In 1868, an eager young cowboy named Samuel “Burk” Burnett joined an outfit that was headed up the Chisholm Trail to Abilene, Kan. The following year, then 20 years old, Burnett drove up another herd of 1,200 head, this one belonging to his father, a Confederate Army captain named Jerry Burnett. Indians raided his remuda along the way, but the young Burnett was not deterred and, showing his fierce will, helped deliver those cattle to market. Impressed, his father promoted him from cowboy to partner. Legend has it that Burnett, the oldest of 10 siblings, later won the first parcels of his now-famous ranch in a poker game with a hand of straight sixes. But according to the man himself, he purchased 100 head of cattle from Frank Crowley in 1871, and the animals already wore the 6666 brand. Hoping to deter would-be rustlers, he also bought the brand, because it was difficult to alter. The rest, well, is history.

Without men like Burnett and the ranches they founded, there would be no singing cowboys, no cattlemen, and no rodeo stars. And few ranches in America represent the past and present like the 275,000-acre holdings headquartered by the 6666 in Guthrie, Texas. The Texas cattle empire has survived since 1871 not just because of black gold (plenty of historic ranches had oil), but because of the keen foresight of founder Burk Burnett and the stoic leadership of his granddaughters.

§ **DATA PROVIDED**

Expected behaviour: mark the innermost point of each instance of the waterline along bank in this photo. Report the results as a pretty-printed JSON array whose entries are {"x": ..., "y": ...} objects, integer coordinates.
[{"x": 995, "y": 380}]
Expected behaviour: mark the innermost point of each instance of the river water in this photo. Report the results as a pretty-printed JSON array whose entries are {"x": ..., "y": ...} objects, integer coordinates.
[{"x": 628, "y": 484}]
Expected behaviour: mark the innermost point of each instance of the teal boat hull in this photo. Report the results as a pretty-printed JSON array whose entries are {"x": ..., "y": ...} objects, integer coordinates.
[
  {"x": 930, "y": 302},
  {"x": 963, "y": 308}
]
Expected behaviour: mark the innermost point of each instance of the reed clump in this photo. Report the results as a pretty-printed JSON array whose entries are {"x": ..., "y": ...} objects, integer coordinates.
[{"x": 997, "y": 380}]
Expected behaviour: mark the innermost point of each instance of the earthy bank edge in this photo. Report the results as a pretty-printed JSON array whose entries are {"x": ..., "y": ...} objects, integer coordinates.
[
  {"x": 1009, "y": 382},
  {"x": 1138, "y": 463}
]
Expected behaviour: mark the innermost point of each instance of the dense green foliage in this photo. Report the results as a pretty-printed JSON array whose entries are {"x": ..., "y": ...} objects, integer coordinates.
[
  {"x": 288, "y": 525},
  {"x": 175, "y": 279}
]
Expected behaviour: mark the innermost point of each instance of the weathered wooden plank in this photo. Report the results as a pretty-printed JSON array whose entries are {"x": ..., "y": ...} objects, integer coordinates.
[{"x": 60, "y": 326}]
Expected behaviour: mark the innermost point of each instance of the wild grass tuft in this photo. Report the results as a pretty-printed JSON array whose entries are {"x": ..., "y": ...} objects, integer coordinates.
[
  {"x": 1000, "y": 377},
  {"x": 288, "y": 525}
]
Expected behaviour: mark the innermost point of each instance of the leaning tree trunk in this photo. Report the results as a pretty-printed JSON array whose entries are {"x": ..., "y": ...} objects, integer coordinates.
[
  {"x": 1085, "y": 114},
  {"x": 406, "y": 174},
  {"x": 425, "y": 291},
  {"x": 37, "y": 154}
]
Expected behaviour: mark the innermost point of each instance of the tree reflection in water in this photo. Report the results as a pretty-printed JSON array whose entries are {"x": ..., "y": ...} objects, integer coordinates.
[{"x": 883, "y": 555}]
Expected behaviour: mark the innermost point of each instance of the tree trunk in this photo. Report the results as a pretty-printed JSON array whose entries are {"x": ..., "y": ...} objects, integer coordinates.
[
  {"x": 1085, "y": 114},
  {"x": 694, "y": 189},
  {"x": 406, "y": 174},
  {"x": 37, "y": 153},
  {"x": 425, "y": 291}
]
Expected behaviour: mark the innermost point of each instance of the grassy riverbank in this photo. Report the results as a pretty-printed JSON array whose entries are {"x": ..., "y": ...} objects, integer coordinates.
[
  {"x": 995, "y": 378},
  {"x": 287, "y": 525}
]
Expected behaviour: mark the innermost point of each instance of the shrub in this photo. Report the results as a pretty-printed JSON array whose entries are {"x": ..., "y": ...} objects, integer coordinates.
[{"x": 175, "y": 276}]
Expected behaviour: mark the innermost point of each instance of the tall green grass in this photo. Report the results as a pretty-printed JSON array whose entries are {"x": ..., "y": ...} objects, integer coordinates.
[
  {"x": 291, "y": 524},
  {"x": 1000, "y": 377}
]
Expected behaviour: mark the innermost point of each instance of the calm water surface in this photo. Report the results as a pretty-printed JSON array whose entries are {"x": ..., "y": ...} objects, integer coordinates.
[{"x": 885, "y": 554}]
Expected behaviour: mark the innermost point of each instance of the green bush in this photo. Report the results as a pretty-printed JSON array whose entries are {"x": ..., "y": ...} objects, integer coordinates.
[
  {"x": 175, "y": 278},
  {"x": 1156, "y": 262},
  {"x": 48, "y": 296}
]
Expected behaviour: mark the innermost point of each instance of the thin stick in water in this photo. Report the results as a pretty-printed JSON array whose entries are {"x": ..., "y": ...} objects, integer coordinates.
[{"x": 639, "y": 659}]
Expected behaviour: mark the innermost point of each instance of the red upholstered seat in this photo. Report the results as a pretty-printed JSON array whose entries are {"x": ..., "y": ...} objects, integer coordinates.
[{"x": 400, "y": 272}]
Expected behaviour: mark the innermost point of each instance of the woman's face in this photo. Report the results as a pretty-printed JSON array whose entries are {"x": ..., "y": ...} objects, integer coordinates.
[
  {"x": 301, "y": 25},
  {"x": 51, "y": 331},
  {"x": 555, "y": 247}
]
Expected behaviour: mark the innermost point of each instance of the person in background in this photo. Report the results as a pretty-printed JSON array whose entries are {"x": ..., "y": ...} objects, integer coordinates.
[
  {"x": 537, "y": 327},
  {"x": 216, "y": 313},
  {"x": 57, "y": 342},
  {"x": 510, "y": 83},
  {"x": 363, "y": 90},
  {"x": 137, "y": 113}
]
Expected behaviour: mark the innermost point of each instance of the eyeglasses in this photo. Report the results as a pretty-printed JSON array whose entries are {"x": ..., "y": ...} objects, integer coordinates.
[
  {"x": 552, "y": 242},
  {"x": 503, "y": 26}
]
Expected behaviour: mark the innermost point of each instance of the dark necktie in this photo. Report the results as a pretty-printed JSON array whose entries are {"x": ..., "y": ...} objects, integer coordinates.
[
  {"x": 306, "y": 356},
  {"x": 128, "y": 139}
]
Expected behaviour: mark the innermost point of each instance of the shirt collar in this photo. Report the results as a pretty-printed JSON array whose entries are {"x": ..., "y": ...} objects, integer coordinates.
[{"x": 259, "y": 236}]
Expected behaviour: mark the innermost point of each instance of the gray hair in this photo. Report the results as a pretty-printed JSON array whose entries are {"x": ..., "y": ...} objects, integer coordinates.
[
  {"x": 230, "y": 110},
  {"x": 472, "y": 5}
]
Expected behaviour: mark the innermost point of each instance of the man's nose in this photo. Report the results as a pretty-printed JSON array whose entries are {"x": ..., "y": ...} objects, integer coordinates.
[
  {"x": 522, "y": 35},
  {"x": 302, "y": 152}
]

§ **WORK TO COMPLETE**
A - In the passage on Burk Burnett and the 6666 Ranch, from whom did Burnett purchase 100 head of cattle in 1871?
B - Carry on the passage on Burk Burnett and the 6666 Ranch from its final sentence.

§ **ANSWERS TO THE TASKS**
A - Frank Crowley

B -
There were plenty of Spanish ranchos in California by the 19th century, but ranching as we know it in America has its roots in Texas. Bands of long-horned bovines were first tended here by Spanish missionaries on the San Antonio River in 1749. And the wild, feral descendants of those original longhorns, along with others left to roam free during the Civil War, were the first animals driven north by Texans to better markets. 

Burnett was cunning enough to survive the “Panic of 1873”—a sudden drop in silver prices that broke railroad companies and caused a six-year depression—by simply holding over the 1,100 steers he had driven to Wichita, Kan., the year before. He was the first cattleman to think of this, and it netted him $10,000, which he used to buy 1,300 more head of cattle in south Texas and a new 17,000-acre ranch along the Red River near present-day Wichita Falls. A master of squeezing big returns from small investments, Burnett grew richer by the minute until he was a bona fide cattle baron.

During the drought of 1881, the grass was withering away and starving his cattle, so Burnett leased 280,000 acres of Kiowa and Comanche land across the river for 6.5 cents an acre. His contact there was with the famous Quanah Parker, last chief of the free Comanches. In subsequent years, the two developed a deep respect and admiration. Burnett was known to have slept on the wraparound porch of Quanah’s house and was given special gifts, like a chief’s war lance. He was even called Mas-Sa-Suta, or “Big Boss,” by the Comanche people.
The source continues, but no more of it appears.